+++ Textauszug

# Schleifen



## Captain_Blaubär (25. Jan 2021)

Hallo liebe Community,

Meine Aufgabe ist es ein kleines Programm, das ein Menü simuliert, zu programmieren. Dabei sollen folgende Funktionen benutzt werden:

Name eingeben
Name löschen
Name ausgeben
Programm beenden (System.exit(0); beendet das Programm)
Leider komme ich nicht wirklich weiter, weshalb ich um eure Hilfe bitten muss. 

Vielen Dank


----------



## mihe7 (26. Jan 2021)

Was hast Du bisher als Code? Wobei kommst Du nicht weiter?


----------



## Captain_Blaubär (28. Jan 2021)

Das ist jetzt mein Ansatz:

import java.util.Scanner;

    public class Men {

        public static void main(String[] args) {
            // TODO Auto-generated method stub
            String name = "";

            for(int i = 0;i < 100 ; i = i) {


            System.out.println("Hallo! Wähle einen Ounkt aus. ")

++++++

#### Schriftliche Aufgabe A
Stelle die Zeilen unten als JSON-Liste von Strings dar, mit einem String pro Zeile und ohne Leerzeilen. Beginne dabei bei der Zeile mit "# test: pointer returns one pin per instance of the blue" und ende mit der letzten dieser Zeilen, beide eingeschlossen.
#### Schriftliche Aufgabe B
Führe den Forenthread zum Java-Menüprogramm ab der Stelle fort, an der er endet.
Der Forenthread und die Zeilen hängen inhaltlich nicht zusammen.

+++ Einträge

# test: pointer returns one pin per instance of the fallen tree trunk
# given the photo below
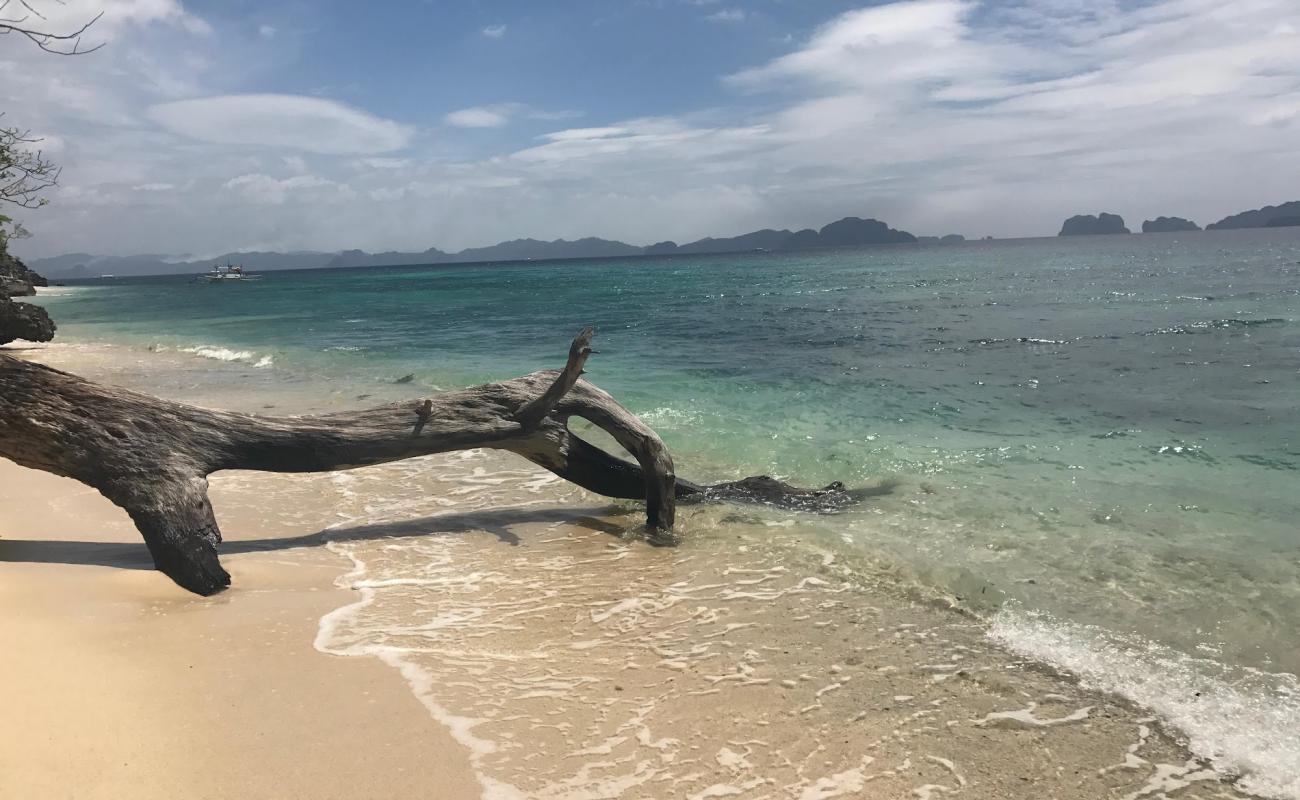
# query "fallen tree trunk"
(152, 457)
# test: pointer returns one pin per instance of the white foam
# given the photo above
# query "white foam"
(1244, 723)
(330, 639)
(225, 354)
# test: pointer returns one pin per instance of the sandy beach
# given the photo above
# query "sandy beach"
(121, 686)
(498, 636)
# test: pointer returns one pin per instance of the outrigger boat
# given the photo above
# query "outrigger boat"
(229, 273)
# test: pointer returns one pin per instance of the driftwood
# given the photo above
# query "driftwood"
(152, 457)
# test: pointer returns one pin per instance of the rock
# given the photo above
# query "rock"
(853, 230)
(667, 247)
(1169, 225)
(801, 240)
(1086, 224)
(24, 321)
(16, 280)
(1269, 216)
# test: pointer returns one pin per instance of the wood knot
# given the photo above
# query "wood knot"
(421, 414)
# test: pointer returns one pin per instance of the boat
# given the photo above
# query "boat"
(229, 273)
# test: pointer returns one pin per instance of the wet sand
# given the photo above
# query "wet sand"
(503, 636)
(121, 686)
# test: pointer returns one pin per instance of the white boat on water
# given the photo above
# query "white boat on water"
(229, 273)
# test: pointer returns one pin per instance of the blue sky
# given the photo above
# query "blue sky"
(209, 126)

++++++

#### Ergebnis A
[
  "# test: pointer returns one pin per instance of the blue sky",
  "# given the photo above",
  "# query \"blue sky\"",
  "(209, 126)"
]

#### Ergebnis B
            System.out.println("Name eingeben = 1");
            System.out.println("Name ausgeben = 2");
            System.out.println("Name löschen  = 3");
            System.out.println("Verlassen = 4");

                Scanner scn = new Scanner(System.in);

            int eing = scn.nextInt();



ich hätte gerne, dass die Schleife jetzt mit dem Switch Befehl fortgeführt wird, da komme ich leider nicht mehr weiter.
Mit freundlichen Grüßen!


----------



## kneitzel (28. Jan 2021)

Also irgendwie klingt das nicht gut durchdacht. Du hast eine Zählschleife, die nicht zählt? Wenn Du nicht zählen willst, dann nimm doch eine eine while Schleife..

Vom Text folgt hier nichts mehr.